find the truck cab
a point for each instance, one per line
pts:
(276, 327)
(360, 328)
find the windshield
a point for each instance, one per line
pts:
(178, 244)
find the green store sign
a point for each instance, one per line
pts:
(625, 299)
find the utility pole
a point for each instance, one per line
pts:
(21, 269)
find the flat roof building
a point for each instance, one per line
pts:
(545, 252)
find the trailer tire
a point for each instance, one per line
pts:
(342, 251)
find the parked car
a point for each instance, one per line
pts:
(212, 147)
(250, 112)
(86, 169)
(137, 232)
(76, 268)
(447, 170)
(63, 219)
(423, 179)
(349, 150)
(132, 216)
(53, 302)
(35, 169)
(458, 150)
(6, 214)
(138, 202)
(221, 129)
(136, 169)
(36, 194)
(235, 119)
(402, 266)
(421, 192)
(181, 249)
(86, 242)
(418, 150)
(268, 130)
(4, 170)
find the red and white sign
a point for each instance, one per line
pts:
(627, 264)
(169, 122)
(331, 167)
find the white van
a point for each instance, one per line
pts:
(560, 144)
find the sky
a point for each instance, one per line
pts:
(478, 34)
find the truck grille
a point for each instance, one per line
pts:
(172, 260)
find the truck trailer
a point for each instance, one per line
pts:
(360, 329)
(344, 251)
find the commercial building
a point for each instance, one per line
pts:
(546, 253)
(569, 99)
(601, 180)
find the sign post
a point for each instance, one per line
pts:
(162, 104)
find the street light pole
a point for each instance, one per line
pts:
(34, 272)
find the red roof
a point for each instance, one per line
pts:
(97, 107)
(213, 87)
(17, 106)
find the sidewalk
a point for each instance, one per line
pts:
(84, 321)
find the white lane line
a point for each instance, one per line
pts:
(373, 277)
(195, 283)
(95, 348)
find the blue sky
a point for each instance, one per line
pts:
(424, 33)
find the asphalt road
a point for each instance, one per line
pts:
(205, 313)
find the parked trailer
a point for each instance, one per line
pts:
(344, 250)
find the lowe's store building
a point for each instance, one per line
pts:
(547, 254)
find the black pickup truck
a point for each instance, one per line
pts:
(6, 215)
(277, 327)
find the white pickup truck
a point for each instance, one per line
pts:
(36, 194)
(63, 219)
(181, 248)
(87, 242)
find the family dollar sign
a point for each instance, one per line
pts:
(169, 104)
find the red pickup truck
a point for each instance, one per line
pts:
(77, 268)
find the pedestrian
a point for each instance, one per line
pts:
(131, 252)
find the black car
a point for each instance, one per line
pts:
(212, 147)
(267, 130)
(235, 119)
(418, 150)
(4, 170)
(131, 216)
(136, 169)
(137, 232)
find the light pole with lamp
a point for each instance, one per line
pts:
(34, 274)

TASK REQUIREMENTS. Revise all the items above, changing "find the" to "locate the" everywhere it occurs and keeping every other line unchanged.

RESPONSE BELOW.
locate the truck cab
a point for each instance, one per line
pts:
(276, 327)
(360, 328)
locate the windshield
a point for each instance, one per line
pts:
(178, 244)
locate the green store sign
a point for each instance, one per line
pts:
(625, 299)
locate the utility pole
a point for each instance, one per line
pts:
(21, 269)
locate the flat roof building
a point for each instance, one per line
pts:
(545, 252)
locate the trailer tire
a point for each instance, one per line
pts:
(342, 251)
locate the parked car
a point for each instance, one per line
pts:
(212, 147)
(250, 112)
(86, 169)
(137, 232)
(76, 268)
(447, 170)
(63, 219)
(423, 179)
(349, 150)
(132, 216)
(53, 302)
(35, 169)
(458, 150)
(6, 214)
(138, 202)
(221, 129)
(136, 169)
(36, 194)
(235, 119)
(402, 266)
(421, 192)
(181, 249)
(86, 242)
(418, 150)
(268, 130)
(4, 170)
locate the red and white sign
a point for each instance, one per line
pts:
(627, 264)
(169, 122)
(331, 167)
locate the white van
a point for each instance, one per line
pts:
(560, 144)
locate the sky
a point for each instance, one per line
pts:
(478, 34)
locate the truck grille
a point for each instance, one per line
pts:
(172, 260)
locate the truck trailer
a point for each instance, one per line
pts:
(360, 329)
(344, 251)
locate the commercial building
a point for each instance, one per line
pts:
(546, 253)
(569, 99)
(601, 180)
locate the sign post
a point for each instance, one per line
pts:
(162, 104)
locate the street light pole
a point for each instance, one per line
pts:
(34, 272)
locate the red roof
a point for each instance, one per line
pts:
(97, 107)
(213, 87)
(17, 106)
locate the sidewalk
a point for each instance, one per line
pts:
(84, 321)
locate the white lane line
a point for each instance, one per line
pts:
(373, 277)
(195, 283)
(95, 348)
locate the blue sky
a point for each instance, one per line
pts:
(424, 33)
locate the asphalt road
a point for each instance, one per line
pts:
(205, 313)
locate the parked trailer
a point for each instance, one per line
pts:
(344, 250)
locate the lowe's store building
a point for each instance, one per line
pts:
(547, 254)
locate the black pickup truck
a point for each instance, one per line
pts:
(6, 215)
(277, 327)
locate the white pickup truck
a point for each instance, one per line
pts:
(36, 194)
(63, 219)
(181, 248)
(87, 242)
locate the family dollar sign
a point for each instance, one per line
pts:
(169, 104)
locate the red pickup truck
a point for each instance, one per line
pts:
(77, 268)
locate the pedestrian
a point for each instance, one per line
pts:
(131, 252)
locate the black car
a point for each instance, one per line
pts:
(212, 147)
(267, 130)
(235, 119)
(418, 150)
(4, 170)
(131, 216)
(136, 169)
(137, 232)
locate the light pole with lamp
a point for each instance, one per line
pts:
(34, 274)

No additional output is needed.